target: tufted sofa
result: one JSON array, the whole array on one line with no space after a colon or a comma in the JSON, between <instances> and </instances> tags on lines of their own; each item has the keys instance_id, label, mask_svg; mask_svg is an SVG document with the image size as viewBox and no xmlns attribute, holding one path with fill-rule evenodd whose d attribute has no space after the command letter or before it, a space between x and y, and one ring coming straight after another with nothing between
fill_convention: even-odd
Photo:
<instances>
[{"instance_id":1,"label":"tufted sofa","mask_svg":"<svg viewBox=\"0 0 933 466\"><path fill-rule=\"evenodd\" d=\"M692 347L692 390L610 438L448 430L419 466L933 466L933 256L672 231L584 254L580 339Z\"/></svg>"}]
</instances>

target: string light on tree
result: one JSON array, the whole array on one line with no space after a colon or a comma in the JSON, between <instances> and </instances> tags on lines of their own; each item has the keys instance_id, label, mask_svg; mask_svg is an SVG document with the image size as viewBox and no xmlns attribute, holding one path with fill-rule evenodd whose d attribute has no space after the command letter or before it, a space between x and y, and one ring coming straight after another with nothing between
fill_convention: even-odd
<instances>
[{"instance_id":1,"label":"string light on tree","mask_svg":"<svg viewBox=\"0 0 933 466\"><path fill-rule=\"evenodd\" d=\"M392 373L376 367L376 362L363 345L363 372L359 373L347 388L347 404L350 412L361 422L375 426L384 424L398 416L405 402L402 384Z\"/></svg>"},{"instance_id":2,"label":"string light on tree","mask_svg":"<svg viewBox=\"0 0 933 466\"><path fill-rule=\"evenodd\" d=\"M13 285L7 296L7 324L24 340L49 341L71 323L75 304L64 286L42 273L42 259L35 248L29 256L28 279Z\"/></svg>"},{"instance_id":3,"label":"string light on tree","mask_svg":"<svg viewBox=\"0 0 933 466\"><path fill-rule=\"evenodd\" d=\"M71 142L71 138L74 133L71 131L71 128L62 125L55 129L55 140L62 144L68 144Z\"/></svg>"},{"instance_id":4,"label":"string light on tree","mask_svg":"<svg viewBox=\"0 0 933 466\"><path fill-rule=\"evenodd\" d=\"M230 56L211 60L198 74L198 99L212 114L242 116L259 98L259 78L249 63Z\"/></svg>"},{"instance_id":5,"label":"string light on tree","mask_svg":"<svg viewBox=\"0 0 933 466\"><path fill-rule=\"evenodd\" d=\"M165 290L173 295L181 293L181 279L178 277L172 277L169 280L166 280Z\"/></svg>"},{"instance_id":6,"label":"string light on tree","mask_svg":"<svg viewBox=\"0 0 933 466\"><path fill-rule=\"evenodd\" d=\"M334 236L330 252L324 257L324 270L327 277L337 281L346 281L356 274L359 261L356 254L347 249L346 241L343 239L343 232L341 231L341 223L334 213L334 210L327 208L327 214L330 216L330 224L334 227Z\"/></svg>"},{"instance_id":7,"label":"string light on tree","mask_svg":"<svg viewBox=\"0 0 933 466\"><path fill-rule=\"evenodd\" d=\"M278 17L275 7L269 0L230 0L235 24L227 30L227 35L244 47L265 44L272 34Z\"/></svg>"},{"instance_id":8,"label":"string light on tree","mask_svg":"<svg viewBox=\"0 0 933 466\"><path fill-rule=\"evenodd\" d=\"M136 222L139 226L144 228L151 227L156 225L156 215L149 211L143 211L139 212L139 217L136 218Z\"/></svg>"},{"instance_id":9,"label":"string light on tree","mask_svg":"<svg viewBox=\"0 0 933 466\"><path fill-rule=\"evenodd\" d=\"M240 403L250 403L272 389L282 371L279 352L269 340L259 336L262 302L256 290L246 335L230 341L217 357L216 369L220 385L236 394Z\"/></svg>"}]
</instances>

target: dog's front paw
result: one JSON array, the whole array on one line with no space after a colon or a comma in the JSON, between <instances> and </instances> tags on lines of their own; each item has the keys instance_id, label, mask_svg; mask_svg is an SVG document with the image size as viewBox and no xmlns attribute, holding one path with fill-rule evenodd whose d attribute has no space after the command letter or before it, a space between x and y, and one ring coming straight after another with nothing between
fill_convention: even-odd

● **Task to complete**: Convert the stretch that opens with the line containing "target: dog's front paw" and runs through the end of the items into a Markdown table with the columns Row and Line, numbering each line and skipping blank lines.

● **Exercise answer**:
| Row | Line |
|---|---|
| 1 | target: dog's front paw |
| 2 | result: one JSON array, the whole array on one line with no space after a colon or a comma in the JSON, between <instances> and </instances> tags on lines of their own; each item has the keys instance_id, label, mask_svg; mask_svg is an SVG document with the image size as viewBox and no xmlns attribute, holding one path with fill-rule evenodd whose d attribute has no space after the command letter or before it, a space between x and y, and one ring coming straight after another with nothing between |
| 3 | fill_convention: even-odd |